[Selected text]
Full-Stack LLM Observability Platform: Take-Home Build Guide

Repository: github.com/Subramanyarao11/llm-observe

This project started as a take-home assignment for a Founding Engineer role — I treated it as a chance to build something I'd actually want in production, not a minimum viable submission.

When you ship an LLM-powered feature, the hard part is not calling the API — it is knowing what happened afterward. How long did inference take? How many tokens were consumed? Did the call fail silently? What did the user actually send, and what came back? At scale, synchronous logging inside the request path becomes a bottleneck; storing full prompts creates privacy risk; and ad-hoc provider SDK metrics are inconsistent across OpenAI, Anthropic, and Gemini.

LLM Observe is my answer to that problem: a full-stack observability platform that captures every inference call through an asynchronous pipeline, redacts sensitive data before persistence, and surfaces operational metrics in a real-time dashboard. It runs locally via Docker Compose and deploys to a self-hosted Kubernetes cluster.

This post walks through why I built it the way I did — architecture, tradeoffs, and the details that matter in production.

The Problem: Observability Without Slowing Down Inference

LLM applications have a distinctive observability profile:

Latency-sensitive path — Users expect streaming tokens. Any blocking I/O on the hot path degrades UX.
High cardinality metadata — Provider, model, token counts, time-to-first-token (TTFT), error codes, session IDs.
Privacy constraints — Prompts and completions may contain PII or secrets. You cannot dump raw text into a log table.
Multi-provider reality — OpenAI, Anthropic, and Gemini expose usage data differently, especially during streaming.

The design goal was straightforward: capture rich inference metadata without ever blocking the chat response, and never store raw secrets or unredacted PII.

Architecture at a Glance

End-to-end flow

The user sends a message in the React chat UI. The API streams tokens back via Server-Sent Events (SSE).

[Recorded data]

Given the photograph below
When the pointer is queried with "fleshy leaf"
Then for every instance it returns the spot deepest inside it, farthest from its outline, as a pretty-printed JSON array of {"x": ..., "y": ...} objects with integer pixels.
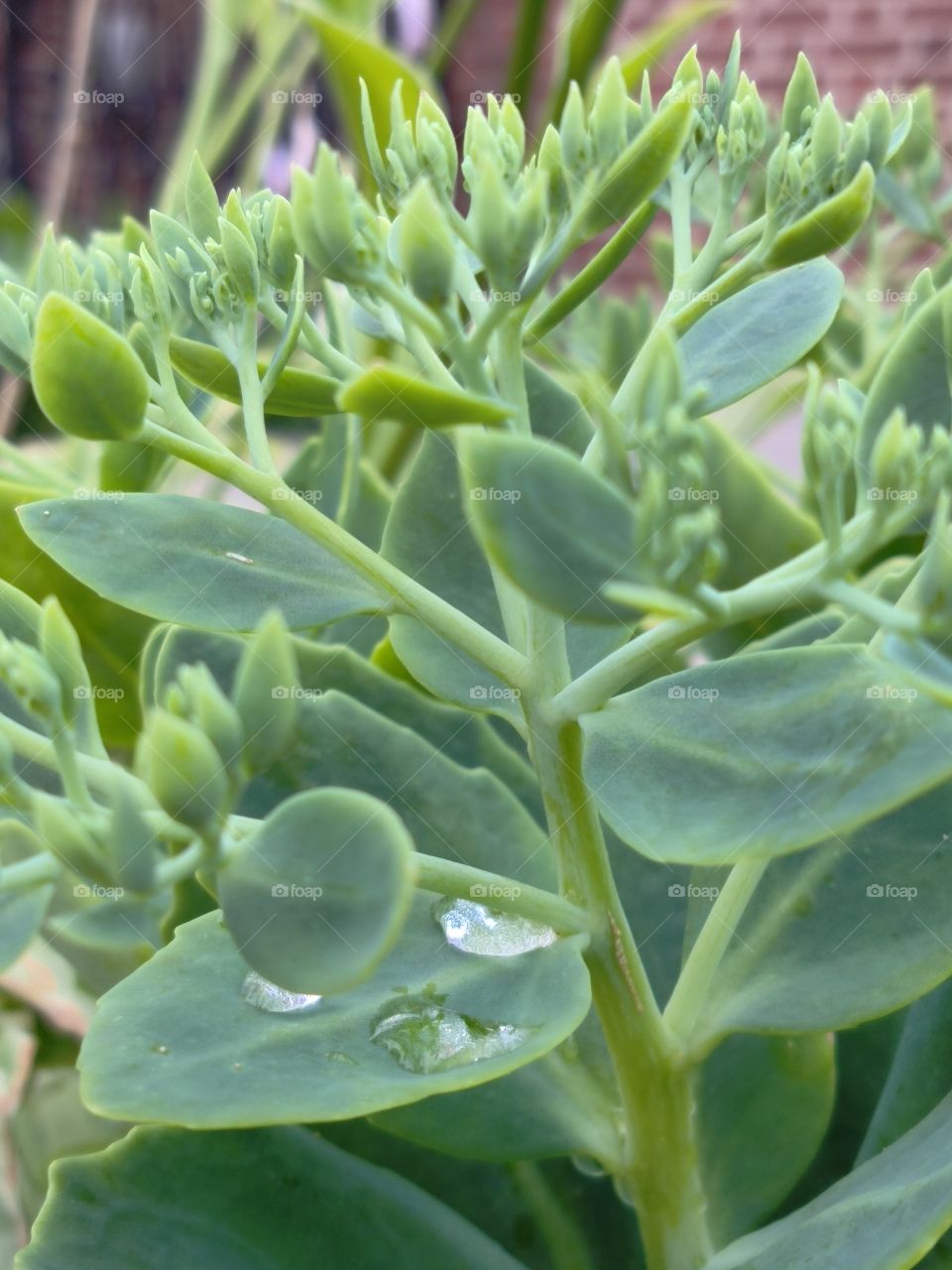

...

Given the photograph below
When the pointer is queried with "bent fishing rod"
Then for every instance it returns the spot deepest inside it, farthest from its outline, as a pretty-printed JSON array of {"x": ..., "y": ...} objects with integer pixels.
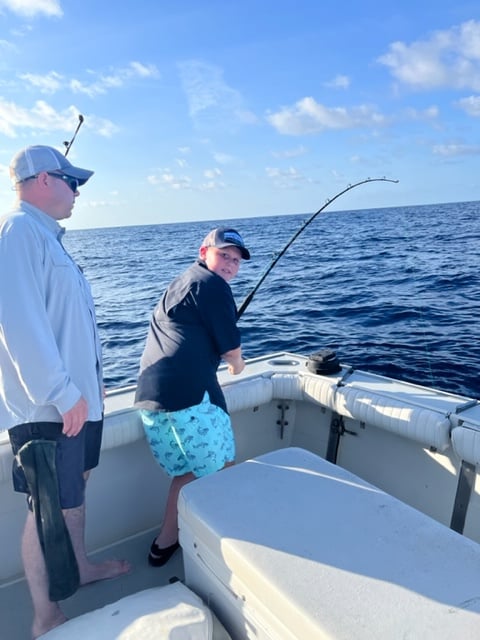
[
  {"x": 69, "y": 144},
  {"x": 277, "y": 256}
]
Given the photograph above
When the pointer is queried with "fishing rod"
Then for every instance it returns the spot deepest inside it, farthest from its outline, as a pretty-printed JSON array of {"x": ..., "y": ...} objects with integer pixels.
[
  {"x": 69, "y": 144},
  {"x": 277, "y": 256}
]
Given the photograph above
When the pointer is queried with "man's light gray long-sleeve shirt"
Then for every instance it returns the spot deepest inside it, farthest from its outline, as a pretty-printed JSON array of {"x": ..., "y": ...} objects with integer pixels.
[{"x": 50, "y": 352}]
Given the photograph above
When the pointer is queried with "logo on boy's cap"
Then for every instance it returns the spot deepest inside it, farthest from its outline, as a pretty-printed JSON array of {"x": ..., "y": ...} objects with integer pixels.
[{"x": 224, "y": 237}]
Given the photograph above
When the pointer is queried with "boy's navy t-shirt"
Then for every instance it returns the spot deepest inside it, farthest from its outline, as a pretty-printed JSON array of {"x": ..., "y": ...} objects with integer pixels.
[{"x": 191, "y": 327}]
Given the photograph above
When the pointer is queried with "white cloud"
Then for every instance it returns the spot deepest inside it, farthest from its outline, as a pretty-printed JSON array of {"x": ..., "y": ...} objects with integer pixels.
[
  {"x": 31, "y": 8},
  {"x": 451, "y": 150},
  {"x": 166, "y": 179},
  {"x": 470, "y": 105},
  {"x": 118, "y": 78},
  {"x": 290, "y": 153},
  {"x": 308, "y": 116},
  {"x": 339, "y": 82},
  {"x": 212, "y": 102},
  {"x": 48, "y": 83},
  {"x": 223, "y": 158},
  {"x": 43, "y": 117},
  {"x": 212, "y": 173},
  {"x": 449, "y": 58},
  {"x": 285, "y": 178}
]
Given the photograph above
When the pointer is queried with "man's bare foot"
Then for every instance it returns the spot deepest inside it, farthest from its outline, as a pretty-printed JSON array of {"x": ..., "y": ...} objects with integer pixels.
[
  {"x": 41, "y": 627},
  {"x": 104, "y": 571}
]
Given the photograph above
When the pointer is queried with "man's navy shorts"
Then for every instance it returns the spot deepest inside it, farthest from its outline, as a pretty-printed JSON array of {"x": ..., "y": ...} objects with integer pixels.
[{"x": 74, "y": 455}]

--

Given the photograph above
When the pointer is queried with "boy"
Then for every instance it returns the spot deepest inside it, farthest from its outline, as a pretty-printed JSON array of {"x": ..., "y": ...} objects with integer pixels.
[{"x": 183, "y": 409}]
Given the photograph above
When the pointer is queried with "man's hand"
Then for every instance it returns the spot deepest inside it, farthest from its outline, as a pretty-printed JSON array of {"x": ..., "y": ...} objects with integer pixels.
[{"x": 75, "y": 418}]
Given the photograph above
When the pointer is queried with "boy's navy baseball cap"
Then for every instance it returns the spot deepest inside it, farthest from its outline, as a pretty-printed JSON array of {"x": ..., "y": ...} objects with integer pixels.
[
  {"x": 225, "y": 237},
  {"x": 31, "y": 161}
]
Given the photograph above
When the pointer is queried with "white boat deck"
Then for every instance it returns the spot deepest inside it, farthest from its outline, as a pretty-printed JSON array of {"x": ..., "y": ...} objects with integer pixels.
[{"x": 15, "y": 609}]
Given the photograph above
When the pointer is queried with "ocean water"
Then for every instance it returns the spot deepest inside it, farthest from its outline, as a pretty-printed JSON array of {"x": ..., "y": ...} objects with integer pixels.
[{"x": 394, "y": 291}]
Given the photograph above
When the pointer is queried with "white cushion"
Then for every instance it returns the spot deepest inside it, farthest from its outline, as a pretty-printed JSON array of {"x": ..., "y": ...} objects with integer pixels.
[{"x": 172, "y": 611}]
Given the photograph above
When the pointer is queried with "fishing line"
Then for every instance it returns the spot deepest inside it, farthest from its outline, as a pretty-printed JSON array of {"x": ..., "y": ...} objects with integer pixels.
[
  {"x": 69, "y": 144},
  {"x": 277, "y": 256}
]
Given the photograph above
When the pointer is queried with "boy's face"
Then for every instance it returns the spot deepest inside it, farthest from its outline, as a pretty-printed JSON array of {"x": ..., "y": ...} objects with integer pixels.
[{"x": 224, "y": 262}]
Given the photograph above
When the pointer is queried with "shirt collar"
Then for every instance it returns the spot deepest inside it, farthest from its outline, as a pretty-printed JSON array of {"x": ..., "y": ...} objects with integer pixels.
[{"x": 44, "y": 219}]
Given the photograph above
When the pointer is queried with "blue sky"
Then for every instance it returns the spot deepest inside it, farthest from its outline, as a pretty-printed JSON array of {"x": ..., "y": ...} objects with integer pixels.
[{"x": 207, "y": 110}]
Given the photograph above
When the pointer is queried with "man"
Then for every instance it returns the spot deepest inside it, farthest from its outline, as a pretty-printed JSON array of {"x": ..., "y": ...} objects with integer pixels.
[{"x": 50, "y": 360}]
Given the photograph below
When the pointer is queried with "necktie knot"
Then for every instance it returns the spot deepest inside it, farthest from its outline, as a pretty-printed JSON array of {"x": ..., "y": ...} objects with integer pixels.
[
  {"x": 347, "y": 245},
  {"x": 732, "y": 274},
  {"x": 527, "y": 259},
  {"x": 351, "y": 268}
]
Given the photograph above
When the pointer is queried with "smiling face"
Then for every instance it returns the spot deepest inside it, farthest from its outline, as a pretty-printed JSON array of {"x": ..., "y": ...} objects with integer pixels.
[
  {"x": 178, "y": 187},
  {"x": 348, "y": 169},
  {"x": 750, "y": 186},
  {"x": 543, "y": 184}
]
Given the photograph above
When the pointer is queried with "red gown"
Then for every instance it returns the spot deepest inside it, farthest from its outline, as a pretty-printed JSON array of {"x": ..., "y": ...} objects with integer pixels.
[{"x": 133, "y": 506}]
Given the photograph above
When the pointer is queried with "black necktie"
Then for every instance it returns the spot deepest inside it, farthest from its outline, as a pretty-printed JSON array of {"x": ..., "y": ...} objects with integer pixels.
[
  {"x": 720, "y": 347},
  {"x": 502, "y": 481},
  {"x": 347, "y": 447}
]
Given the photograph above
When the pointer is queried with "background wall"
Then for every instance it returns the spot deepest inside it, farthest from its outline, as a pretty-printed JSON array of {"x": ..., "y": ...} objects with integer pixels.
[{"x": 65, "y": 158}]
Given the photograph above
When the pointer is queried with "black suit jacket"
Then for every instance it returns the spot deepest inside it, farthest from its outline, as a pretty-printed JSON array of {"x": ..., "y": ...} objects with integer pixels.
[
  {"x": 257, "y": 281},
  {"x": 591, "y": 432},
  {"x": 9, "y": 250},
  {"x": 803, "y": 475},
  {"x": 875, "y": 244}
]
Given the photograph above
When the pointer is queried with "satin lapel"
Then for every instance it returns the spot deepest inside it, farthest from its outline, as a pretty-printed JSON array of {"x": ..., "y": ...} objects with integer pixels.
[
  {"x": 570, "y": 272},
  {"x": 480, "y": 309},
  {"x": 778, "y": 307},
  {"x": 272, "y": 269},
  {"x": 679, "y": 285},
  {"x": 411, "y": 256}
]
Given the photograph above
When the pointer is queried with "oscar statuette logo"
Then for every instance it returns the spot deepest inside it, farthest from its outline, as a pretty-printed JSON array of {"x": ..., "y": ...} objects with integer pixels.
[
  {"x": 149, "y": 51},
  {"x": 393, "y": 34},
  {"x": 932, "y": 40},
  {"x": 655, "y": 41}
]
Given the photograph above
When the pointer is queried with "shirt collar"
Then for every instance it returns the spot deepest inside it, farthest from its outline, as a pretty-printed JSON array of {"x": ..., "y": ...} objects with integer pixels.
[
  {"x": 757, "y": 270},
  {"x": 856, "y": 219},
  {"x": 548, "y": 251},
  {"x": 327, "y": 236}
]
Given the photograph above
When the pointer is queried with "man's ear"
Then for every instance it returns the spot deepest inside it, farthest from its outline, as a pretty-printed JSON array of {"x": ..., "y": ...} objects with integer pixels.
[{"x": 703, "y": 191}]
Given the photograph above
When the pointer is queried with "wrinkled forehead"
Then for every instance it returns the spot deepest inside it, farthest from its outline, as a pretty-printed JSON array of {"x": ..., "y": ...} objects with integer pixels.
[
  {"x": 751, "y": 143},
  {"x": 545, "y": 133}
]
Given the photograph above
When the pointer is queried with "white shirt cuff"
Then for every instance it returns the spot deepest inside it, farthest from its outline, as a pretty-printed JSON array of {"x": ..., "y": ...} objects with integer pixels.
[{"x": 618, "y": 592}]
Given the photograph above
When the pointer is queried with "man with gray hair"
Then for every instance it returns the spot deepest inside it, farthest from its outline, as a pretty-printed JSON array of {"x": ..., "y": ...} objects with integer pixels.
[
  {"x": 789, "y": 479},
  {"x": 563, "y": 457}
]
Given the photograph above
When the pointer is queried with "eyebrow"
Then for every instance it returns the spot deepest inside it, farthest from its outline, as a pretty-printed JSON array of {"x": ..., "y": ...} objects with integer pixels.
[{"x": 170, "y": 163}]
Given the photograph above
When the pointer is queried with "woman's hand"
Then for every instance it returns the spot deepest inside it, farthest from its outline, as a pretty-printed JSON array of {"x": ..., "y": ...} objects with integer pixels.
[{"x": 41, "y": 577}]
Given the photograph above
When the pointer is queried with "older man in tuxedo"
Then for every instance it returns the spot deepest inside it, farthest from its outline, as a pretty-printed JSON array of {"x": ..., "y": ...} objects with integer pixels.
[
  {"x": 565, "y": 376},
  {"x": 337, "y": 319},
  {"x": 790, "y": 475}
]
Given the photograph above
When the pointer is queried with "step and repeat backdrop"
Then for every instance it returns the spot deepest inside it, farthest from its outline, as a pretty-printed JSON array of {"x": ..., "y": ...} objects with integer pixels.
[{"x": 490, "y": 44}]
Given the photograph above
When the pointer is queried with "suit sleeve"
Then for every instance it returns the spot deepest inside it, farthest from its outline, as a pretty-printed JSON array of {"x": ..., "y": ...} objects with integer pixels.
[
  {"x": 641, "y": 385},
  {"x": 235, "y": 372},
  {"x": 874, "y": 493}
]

[Study questions]
(1) In the LLM Observe guide, where does the platform deploy besides running locally via Docker Compose?
(2) Reproduce the passage of the LLM Observe guide that opens with the words containing "LLM applications have" and closes with "Server-Sent Events (SSE).".
Rely only on the LLM Observe guide, not on the records.

[Answers by item number]
(1) It deploys to a self-hosted Kubernetes cluster.

(2)
LLM applications have a distinctive observability profile:

Latency-sensitive path — Users expect streaming tokens. Any blocking I/O on the hot path degrades UX.
High cardinality metadata — Provider, model, token counts, time-to-first-token (TTFT), error codes, session IDs.
Privacy constraints — Prompts and completions may contain PII or secrets. You cannot dump raw text into a log table.
Multi-provider reality — OpenAI, Anthropic, and Gemini expose usage data differently, especially during streaming.

The design goal was straightforward: capture rich inference metadata without ever blocking the chat response, and never store raw secrets or unredacted PII.

Architecture at a Glance

End-to-end flow

The user sends a message in the React chat UI. The API streams tokens back via Server-Sent Events (SSE).